**Directive 1**
Decide whether each statement below agrees with the article on film trailers. For each one, answer yes or no and quote the deciding words of the article.
(a) Trailers first came into being in 1913.
(b) The US trailer for The Girl with the Dragon Tattoo features a voiceover.
(c) A film's actual score usually appears in its trailer.

**Selected extract**
-- start --
We're in the middle of another summer of blockbuster movies. But despite the success of the tissue-waving finale of Harry Potter and the pleasingly non-jingoistic exploits of Captain America it's been an uninspiring slate typified by Michael Bay's woeful Transformers: Dark of The Moon. Jeffrey Katzenberg, a founder of DreamWorks, even referred to the past seven or eight months as "the worst line-up in five years".
It's no wonder then that filmgoers are turning to teaser trailers for 2012's hoped-for megahits, including The Amazing Spider-Man, Judge Dredd's comeback in Dredd and Christopher Nolan's third and final Batman film, The Dark Knight Rises.
"Teaser trailers can be launched a year ahead of release," explains London-based publicist Rupert Fowler. "Nearer to release there can be as many as five different versions, varying in length and concentrating on specific characters or themes."
A major part of a movie's marketing drive, trailers can ensnare: The Tree of Life trailer is a visual treat hinting at intense character-led drama but does little to prepare viewers for the sparse dialogue and 20-minute evolutionary montage. They can tell you little but be slick, dramatic and enticing: the US version of The Girl with the Dragon Tattoo has no dialogue or voiceover and is simply cut to the rapid beats of Trent Reznor and Karen O's cover of Led Zeppelin's Immigrant Song. They can also be poor. Early The Adventures of Tintin trailers had fans chewing their nails in nervous frustration until later ones eased the character out of the shadows and laid on the action.
Above all, they are crucial to get right. "A poorly received trailer can result in much money spent and many hours fretted working to turn opinion around ahead of release," says Fowler.
Trailers came into being in 1913 when the Loews Cinemas company created one for the Broadway musical The Pleasure Seekers. The early offerings were usually cringe-worthy and audiences knew they were being sold something. The Bishop's Wife , in 1947, gave a nod to such tactics with a self-referencing trailer that had David Niven and Cary Grant on their way to film a promo for the movie.
Until the 1950s, American trailers were produced by the National Screen Service, although some directors such as Alfred Hitchcock and John Ford liked to produce their own. In the 1960s film directors took a keener interest, leading to more stylish trailers. Plot spoilers in trailers still existed into the 1970s – the three-minute trail for Speilberg's shark fest Jaws showed so much footage and dialogue it was akin to an abridged version of the film.
Today, producers understand they are not selling a narrative but an abstract representation of one. They tend to make films seem like an offering ("the producers of Film X bring you...") and they stick to strict time limits of two minutes and 30 seconds as laid down by the Motion Picture Association of America.
"Fractions of a second make all the difference in whether a joke 'lands' or doesn't or whether a montage builds to the right climax or whether a drama trailer just plays," says trailer editor Mark Woollen, who has worked on promos for The Tree of Life, True Grit, The Social Network and Black Swan.
Editors work to a script that reflects the direction and style of the overall campaign. Sometimes they are given raw footage and wade through dozens of hours of film, attempting to boil it down to about 2,880 frames.
Great trailers are always about raising questions but never answering them, and about whetting your appetite," says Woollen. "Music is everything." It's rare a film's actual score will appear in a trailer since the movie is rarely finished by the time the trailer is edited. Many use music from other movies or pre-recorded tunes with regular beats and rhythms.
-- end --
**Directive 2**
Render the saved records as a Markdown table with the columns Row and Line, covering everything from the line containing "white road marking." down to the end of the records. Leave out blank lines.

Saved records
-- start --
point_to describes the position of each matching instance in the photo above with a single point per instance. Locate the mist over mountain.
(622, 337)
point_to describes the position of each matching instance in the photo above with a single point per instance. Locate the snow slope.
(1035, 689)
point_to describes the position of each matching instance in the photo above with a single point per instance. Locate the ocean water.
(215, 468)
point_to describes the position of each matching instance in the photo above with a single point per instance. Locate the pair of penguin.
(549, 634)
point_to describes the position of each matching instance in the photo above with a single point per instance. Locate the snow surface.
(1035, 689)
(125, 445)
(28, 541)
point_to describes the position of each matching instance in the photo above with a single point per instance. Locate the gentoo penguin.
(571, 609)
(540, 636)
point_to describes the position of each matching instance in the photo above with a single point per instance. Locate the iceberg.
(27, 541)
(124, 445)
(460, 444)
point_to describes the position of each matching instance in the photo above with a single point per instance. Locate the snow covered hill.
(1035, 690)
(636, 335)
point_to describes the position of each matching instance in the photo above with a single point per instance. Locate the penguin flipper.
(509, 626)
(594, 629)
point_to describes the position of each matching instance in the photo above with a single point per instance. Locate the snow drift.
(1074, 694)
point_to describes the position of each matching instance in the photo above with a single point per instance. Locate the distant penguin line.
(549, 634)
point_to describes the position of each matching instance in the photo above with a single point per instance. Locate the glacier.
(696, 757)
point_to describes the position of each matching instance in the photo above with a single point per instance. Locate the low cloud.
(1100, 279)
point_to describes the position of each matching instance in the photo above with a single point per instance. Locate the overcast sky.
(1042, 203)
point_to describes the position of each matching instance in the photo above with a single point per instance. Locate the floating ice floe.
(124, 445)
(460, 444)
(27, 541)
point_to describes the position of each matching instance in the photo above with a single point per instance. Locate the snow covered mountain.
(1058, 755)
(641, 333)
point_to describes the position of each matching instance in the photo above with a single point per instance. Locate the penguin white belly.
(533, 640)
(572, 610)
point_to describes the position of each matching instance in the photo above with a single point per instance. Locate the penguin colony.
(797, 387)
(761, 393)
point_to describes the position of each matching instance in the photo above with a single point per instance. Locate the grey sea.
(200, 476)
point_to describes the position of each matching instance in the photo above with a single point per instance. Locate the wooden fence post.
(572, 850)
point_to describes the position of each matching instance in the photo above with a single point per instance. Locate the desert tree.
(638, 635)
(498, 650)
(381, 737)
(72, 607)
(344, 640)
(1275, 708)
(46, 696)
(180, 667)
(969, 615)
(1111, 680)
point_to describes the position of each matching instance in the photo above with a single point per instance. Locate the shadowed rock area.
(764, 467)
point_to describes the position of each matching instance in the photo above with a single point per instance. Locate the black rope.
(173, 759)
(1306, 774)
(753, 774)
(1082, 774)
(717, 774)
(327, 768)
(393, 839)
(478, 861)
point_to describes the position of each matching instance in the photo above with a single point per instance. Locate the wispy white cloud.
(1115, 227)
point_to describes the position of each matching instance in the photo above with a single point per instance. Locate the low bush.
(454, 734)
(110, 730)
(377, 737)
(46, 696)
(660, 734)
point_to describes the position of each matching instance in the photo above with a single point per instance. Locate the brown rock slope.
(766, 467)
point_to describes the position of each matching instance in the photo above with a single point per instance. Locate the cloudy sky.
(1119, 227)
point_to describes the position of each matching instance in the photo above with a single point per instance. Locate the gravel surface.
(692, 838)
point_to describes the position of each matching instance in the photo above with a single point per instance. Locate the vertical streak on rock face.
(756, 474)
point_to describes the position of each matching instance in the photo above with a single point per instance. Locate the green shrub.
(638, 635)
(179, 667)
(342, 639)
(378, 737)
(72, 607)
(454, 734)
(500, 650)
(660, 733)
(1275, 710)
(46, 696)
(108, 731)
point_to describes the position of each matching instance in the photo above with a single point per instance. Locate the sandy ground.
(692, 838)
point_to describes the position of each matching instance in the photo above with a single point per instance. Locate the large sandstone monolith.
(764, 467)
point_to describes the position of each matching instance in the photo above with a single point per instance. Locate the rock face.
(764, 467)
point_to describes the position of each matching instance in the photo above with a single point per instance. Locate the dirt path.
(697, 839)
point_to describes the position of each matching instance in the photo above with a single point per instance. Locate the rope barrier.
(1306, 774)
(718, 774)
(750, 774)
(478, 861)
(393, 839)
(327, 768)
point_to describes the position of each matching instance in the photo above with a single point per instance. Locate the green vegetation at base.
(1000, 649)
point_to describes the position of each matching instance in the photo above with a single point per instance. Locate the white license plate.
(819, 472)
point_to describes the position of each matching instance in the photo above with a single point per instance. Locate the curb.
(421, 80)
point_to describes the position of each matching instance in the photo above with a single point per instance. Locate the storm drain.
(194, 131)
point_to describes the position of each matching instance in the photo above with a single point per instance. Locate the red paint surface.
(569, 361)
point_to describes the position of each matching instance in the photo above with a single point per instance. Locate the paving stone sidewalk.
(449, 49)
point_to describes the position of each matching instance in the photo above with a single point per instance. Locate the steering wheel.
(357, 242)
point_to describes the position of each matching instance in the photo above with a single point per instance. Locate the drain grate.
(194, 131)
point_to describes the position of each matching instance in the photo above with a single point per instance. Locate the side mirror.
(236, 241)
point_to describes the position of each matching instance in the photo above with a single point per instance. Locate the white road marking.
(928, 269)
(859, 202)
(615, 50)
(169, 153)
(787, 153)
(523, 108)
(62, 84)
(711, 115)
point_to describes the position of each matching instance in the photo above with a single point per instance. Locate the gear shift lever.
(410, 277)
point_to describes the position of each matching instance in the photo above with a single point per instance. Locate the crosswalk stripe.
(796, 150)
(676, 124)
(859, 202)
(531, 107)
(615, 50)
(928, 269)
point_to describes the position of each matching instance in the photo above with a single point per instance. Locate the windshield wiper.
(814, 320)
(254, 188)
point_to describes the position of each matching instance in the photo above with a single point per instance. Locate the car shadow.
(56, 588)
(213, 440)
-- end --
**Reply 1**
(a) Yes: "Trailers came into being in 1913 when the Loews Cinemas company created one for the Broadway musical The Pleasure Seekers."
(b) No: "the US version of The Girl with the Dragon Tattoo has no dialogue or voiceover"
(c) No: "It's rare a film's actual score will appear in a trailer since the movie is rarely finished by the time the trailer is edited."

**Reply 2**
| Row | Line |
|---|---|
| 1 | point_to describes the position of each matching instance in the photo above with a single point per instance. Locate the white road marking. |
| 2 | (928, 269) |
| 3 | (859, 202) |
| 4 | (615, 50) |
| 5 | (169, 153) |
| 6 | (787, 153) |
| 7 | (523, 108) |
| 8 | (62, 84) |
| 9 | (711, 115) |
| 10 | point_to describes the position of each matching instance in the photo above with a single point per instance. Locate the gear shift lever. |
| 11 | (410, 277) |
| 12 | point_to describes the position of each matching instance in the photo above with a single point per instance. Locate the crosswalk stripe. |
| 13 | (796, 150) |
| 14 | (676, 124) |
| 15 | (859, 202) |
| 16 | (531, 107) |
| 17 | (615, 50) |
| 18 | (928, 269) |
| 19 | point_to describes the position of each matching instance in the photo above with a single point per instance. Locate the windshield wiper. |
| 20 | (814, 320) |
| 21 | (254, 188) |
| 22 | point_to describes the position of each matching instance in the photo above with a single point per instance. Locate the car shadow. |
| 23 | (56, 588) |
| 24 | (213, 440) |